An X-factor in all of this is how ending the mandate actually affects insurance markets going forward. It’s unlikely to cause a true unraveling because the biggest incentive in getting healthy people to sign up for coverage turns out to be those premium tax credits, and the discounts they produce, rather than the penalty for going without coverage. That guarantees a sizable market that will entice some insurers to stay in the program. It also protects people who qualify for the subsidies (who represent the majority of people buying insurance on their own) from having to pay more as premiums go up.

But people who make too much to qualify for tax credits will face much higher premiums, to the point where many if not most simply cannot pay for comprehensive coverage anymore. That’s already true in a handful of places, but, without the mandate, it’s likely to be true in more areas. Consumers will find out about this right before the midterm elections, because that is when insurers will finalize premiums for 2019 ― the first year that the mandate won’t be in place. Republicans might feel compelled to act, if not before consumers learn about the premium hikes than afterward, although whether they’d use that as an excuse to try repeal again is difficult to say.

════════════════════

=== TASK BRIEF ===
Continue the passage on the health insurance mandate from the point where it stops.

Point localization data:
════════════════════

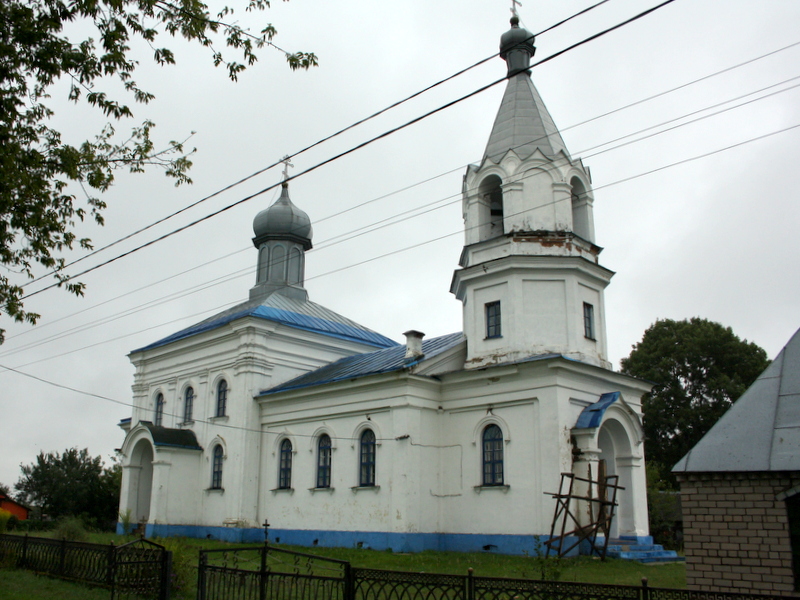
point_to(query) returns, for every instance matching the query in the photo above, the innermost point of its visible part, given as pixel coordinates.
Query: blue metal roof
(592, 415)
(304, 315)
(370, 363)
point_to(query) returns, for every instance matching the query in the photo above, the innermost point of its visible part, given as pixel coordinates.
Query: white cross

════════════════════

=== TASK RESPONSE ===
Less ambiguous is the GOP’s determination to focus again on cuts to Medicaid ― not because the program has problems but because tearing it down is such a defining cause for Republican leaders in general and House Speaker Paul Ryan (R-Wis.) in particular. One possibility is that Republicans go after Medicaid but in a different way than they have so far this year. Instead of calling it Obamacare repeal, they could call it “welfare reform,” which Ryan has already said will be a priority for House Republicans in 2018.


This is not a fight that progressives need to fear. Arguably the most surprising revelation of the repeal fights this year was the popularity of Medicaid, a program that has been a political afterthought for most of its half century in existence. Until this year, the conventional wisdom about Medicaid, which is primarily for low-income Americans, was that it lacked the deep public support of Medicare, which is primarily for seniors.

But polls now show Medicaid to be almost as popular as Medicare, perhaps because many of the people who qualify for Medicaid are working people who have become newly eligible because of the Affordable Care Act’s expansion. The program also includes many seniors and people with disabilities who use it to pay for services, including nursing home care, that Medicare does not cover.

Medicaid was even a factor in Alabama’s U.S. Senate race, although few people noticed. While the national media was (understandably) focusing on the character and conduct of Republican nominee Roy Moore, Jones in his ads and speeches was focusing more on bread-and-butter issues ― among them, why Alabama should join the majority of states that have expanded eligibility.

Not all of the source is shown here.